• **Page extract**
Popular topics to track include:
For each account, Curate only flags documents that contain relevant mentions of the chosen topics, so you can track dozens (or even hundreds) of cities without getting overwhelmed by the volume of documents.
For example, in the screenshot below, the user is interested in documents that mention topics pertaining to Land & Wildlife Protection across the entire state of Wisconsin. In the time period represented (which for this example was the previous two months) Curate found 137 documents across 75 locations.
If any of the topics you’re following appear in a document from a community you’re following, the document will be added to your dashboard and will appear in your email report.
Being able to accurately predict how the public will react to a particular policy proposal can save communities thousands of dollars in staff time. If you know what kind of opposition you’ll face from whom, you can plan your strategy for building public support for a particular policy, or know when to abandon an idea that has no chance of success.
Curate’s database provides several ways to get this kind of intelligence from other communities.
First, you can search for a topic across the entire country and note which cities come up. You can reach out to the staff or elected officials in those communities to hear their perspectives on the policy-making process.
Without Curate, you wouldn’t even know which communities had considered the policy, especially if it never made it into law.
For example, conducting research in Curate, it would be found that 12 communities around the country discussed Dig Once policies (a hot topic related to expanding broadband access) between Dec. 1, 2021 and Jan. 27, 2022. A Google search on the same topic brings up a slew of outdated articles from 2017 to 2019 presenting an overview of the topic, but surfaces only one news article from a community currently considering the policy.
A second option is to read the minutes from public hearings about the topic. The minutes will tell you how many constituents showed up to the meeting, how many people spoke, and what kind of concerns they shared. If you tried to find those insights by reading local news coverage from those meetings, you’d only get a tiny sampling of the opinions shared (if the meeting was even covered by the press).

• **Work instructions**
• a. Write out the part of the passage about Curate starting with "First, you can" and going on through "the policy-making process.".
• b. Extend the passage about Curate, picking up after its last sentence.

• **Extracted data**
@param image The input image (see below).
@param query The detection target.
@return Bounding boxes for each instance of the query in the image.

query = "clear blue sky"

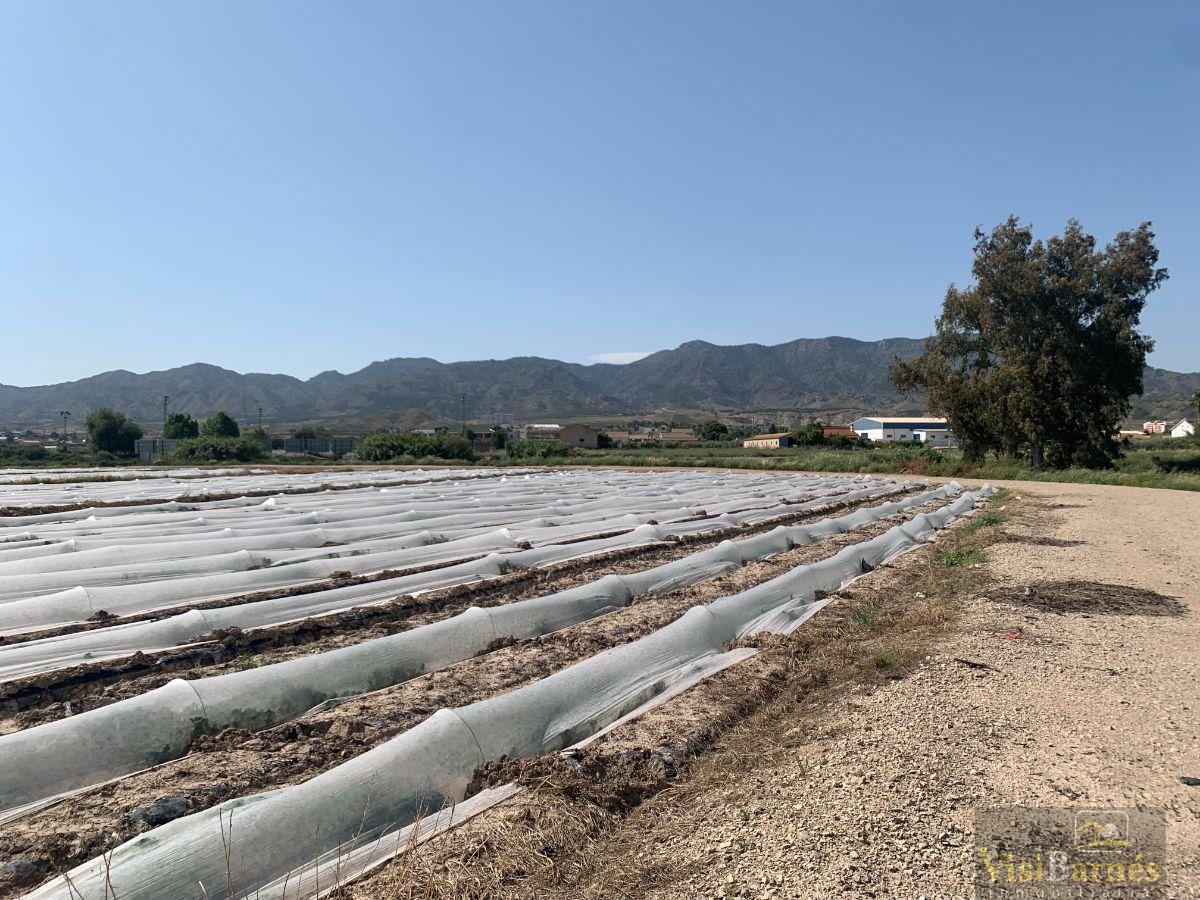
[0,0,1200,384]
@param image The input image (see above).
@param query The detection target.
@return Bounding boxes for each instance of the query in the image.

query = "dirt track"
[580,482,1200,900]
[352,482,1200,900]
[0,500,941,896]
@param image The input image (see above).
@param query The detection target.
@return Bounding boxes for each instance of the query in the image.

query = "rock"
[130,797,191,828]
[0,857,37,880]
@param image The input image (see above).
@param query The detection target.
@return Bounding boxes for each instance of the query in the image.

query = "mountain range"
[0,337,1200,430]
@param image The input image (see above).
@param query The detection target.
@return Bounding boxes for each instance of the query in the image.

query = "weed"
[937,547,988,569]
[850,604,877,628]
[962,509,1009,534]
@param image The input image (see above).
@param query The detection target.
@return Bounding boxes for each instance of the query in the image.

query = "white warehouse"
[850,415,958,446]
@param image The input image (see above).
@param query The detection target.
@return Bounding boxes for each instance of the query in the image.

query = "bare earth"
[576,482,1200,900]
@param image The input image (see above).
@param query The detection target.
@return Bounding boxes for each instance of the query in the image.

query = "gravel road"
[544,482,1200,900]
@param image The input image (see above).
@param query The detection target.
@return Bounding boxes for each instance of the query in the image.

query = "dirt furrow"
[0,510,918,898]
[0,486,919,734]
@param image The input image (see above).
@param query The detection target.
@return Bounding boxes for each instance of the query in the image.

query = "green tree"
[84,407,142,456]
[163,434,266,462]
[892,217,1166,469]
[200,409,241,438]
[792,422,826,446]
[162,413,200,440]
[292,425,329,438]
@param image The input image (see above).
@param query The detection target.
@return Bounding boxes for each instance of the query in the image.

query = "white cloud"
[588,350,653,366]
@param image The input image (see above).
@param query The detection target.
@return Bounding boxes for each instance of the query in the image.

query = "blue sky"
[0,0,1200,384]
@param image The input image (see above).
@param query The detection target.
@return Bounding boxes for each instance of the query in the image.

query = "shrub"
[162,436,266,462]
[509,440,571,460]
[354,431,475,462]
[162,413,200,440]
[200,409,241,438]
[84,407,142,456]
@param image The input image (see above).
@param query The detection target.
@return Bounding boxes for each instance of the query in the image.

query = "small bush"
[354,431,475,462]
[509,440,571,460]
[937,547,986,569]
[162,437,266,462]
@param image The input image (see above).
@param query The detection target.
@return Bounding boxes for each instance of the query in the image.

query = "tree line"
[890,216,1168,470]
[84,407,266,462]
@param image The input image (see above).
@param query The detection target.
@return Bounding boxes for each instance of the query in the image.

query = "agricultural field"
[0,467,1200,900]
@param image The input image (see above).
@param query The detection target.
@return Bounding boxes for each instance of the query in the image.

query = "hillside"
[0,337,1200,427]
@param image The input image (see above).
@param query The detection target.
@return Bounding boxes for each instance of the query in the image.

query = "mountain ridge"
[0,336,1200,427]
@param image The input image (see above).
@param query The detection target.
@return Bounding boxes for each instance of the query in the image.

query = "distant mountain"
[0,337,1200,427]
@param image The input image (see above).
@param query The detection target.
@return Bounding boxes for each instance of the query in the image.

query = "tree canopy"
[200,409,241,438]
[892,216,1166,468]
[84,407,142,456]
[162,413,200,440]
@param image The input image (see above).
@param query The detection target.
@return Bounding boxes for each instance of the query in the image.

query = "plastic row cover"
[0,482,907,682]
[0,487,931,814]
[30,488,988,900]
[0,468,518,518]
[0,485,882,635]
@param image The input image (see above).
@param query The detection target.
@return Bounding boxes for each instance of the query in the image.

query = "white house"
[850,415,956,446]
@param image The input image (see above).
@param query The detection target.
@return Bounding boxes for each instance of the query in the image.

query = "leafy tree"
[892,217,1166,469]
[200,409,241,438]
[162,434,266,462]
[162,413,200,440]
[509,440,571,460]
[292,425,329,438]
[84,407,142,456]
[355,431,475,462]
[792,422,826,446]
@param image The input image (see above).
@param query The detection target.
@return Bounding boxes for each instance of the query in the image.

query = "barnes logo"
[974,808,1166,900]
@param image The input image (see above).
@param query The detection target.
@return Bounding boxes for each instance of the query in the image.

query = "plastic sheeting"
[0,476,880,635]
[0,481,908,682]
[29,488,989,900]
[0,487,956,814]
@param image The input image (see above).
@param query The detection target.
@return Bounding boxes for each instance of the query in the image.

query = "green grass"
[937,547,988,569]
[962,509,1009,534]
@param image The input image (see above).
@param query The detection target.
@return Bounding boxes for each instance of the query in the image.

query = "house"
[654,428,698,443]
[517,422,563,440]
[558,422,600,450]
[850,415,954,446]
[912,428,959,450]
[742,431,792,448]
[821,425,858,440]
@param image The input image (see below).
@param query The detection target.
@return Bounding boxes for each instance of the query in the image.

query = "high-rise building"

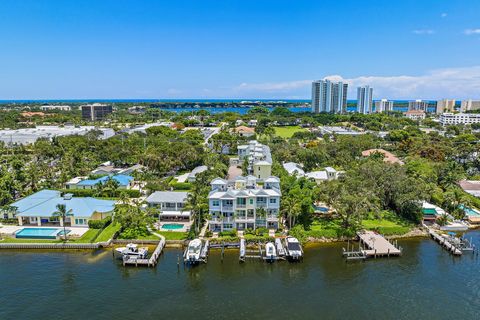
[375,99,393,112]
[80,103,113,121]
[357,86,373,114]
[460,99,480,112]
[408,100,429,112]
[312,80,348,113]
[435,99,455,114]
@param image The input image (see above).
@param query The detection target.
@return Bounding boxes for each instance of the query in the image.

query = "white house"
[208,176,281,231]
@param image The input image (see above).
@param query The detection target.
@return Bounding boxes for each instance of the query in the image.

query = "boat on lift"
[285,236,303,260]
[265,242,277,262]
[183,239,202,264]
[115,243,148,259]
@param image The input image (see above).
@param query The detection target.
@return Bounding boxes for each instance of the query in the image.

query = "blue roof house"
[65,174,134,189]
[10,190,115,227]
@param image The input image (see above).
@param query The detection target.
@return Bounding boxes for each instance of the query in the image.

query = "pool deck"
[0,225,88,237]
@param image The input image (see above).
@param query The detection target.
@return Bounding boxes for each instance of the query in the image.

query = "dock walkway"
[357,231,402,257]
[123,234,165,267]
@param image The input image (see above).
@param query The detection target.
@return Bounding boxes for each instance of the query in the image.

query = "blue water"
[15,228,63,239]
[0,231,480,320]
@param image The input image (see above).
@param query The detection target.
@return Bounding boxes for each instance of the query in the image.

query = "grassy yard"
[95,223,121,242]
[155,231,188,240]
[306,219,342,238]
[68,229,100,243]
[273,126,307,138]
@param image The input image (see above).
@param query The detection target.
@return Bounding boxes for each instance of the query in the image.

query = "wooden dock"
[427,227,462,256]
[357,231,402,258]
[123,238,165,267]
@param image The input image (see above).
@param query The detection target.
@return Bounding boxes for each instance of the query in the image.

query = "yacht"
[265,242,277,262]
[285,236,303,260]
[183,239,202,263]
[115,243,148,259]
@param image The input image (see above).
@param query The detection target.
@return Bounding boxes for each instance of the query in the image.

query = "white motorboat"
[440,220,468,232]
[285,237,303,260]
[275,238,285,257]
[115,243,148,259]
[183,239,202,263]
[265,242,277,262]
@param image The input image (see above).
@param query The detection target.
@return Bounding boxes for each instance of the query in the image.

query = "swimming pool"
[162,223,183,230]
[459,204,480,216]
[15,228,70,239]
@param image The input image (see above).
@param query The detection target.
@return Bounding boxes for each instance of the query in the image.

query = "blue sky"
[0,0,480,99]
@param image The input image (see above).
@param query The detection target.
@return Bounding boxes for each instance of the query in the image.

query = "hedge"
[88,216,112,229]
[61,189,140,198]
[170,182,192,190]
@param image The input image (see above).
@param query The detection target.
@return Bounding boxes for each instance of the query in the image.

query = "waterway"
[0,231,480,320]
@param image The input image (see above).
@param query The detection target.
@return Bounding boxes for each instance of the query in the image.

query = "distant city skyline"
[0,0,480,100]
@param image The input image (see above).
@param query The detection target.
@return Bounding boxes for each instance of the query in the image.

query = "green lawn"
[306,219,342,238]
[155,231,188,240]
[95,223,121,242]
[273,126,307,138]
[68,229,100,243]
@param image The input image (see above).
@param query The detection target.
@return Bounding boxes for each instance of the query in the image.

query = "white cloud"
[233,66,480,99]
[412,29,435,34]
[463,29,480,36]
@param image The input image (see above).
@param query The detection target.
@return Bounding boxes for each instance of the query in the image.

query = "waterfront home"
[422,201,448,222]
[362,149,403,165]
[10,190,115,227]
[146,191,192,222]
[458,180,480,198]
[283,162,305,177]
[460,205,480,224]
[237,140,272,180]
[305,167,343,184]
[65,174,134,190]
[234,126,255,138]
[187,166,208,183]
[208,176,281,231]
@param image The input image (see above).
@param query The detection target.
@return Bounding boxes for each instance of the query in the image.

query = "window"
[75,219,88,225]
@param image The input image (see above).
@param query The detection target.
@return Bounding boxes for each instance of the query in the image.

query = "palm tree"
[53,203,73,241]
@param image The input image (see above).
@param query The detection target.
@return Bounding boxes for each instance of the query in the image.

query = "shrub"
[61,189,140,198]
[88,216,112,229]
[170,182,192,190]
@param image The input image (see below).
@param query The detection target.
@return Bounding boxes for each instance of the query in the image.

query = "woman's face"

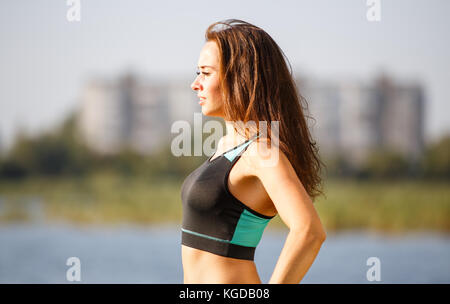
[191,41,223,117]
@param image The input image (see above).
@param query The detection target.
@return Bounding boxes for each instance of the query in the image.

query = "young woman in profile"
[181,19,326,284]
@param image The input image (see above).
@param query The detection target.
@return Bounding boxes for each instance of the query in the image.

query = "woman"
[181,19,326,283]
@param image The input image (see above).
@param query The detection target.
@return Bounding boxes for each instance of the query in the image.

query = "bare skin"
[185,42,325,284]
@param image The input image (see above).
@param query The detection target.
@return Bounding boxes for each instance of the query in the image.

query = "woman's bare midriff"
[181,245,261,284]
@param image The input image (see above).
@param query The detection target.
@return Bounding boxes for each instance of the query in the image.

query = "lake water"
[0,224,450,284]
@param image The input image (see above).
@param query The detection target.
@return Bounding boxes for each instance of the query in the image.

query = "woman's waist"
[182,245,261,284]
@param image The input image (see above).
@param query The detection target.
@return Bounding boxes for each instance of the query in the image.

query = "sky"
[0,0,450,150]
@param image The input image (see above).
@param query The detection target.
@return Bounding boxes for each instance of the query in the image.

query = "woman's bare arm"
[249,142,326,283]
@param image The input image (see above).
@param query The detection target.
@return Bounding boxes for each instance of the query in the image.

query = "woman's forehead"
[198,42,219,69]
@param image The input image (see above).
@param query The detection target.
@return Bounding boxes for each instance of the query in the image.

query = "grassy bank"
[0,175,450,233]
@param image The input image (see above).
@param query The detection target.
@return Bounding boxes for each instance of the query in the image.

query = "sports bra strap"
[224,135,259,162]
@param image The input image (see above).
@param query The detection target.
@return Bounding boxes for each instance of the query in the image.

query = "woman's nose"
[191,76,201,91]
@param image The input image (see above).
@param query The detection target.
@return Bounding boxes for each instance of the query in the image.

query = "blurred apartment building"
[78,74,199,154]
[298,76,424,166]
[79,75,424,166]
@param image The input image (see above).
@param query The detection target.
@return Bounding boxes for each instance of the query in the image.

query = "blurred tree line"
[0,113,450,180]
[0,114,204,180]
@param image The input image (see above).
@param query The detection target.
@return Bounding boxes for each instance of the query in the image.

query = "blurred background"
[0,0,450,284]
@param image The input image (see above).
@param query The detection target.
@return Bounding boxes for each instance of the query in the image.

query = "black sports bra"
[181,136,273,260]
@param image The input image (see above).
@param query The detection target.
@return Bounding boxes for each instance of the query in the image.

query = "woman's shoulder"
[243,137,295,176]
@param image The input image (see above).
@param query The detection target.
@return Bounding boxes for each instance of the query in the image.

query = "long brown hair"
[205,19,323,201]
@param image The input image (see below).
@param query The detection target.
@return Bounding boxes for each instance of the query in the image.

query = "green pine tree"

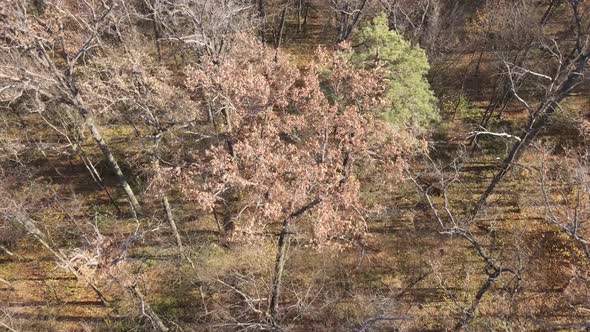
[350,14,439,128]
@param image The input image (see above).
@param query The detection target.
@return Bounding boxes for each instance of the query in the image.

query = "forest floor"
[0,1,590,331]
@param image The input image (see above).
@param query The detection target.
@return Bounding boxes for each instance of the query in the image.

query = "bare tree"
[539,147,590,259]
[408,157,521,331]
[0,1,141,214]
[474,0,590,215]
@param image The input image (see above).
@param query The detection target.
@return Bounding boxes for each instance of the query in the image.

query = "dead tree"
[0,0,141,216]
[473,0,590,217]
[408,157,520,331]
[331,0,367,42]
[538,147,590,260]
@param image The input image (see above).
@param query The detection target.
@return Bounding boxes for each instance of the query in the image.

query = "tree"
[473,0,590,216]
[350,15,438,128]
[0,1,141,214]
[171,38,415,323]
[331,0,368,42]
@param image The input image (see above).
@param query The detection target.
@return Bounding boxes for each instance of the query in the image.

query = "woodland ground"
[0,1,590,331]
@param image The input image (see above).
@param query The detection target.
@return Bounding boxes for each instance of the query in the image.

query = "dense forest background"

• **Per-task outputs**
• a.
First, you can search for a topic across the entire country and note which cities come up. You can reach out to the staff or elected officials in those communities to hear their perspectives on the policy-making process.

• b.
From the Curate dashboard, you can view all the documents or “hits” that match your default filters. You can sort them by document date, alphabetically by location, or by "read" or "unread" status. You’ll also see an interactive map that shows the geographical distribution of the hits and lets you open hits from the map.
You can search within your established filter to further refine the feed. For example, in the screenshot below, the user’s filter covers the broader topic of Land & Wildlife Protection, but the user has searched “invasive species” to only see documents that mention that sub-topic.
You can favorite any hit to save it for later follow-up. You can also share hits with team members by email.
Curate maintains the largest database of local government contact information available within a local legislative tracking software with more than 112,000 contacts in more than 8,000 city and county local governments.
As soon as you identify a hit you want to research further, you can find the name, title, email, and phone number for the stakeholders within that local governing body. This saves you from having to dig through the city or county website trying to find the name and contact info of a staff member who might be working on the project.
Local governments that don’t proactively monitor policy decisions in neighborhood and peer communities risk reinventing the wheel and making avoidable errors as they introduce proposals to address emerging challenges.
In today’s era of political polarization, you can’t afford to operate in the dark.
With Curate, you can eliminate the hours needed to gather information and easily track insights on dozens of topics in hundreds of communities to keep an eye on what’s happening in the local governments around you or the country.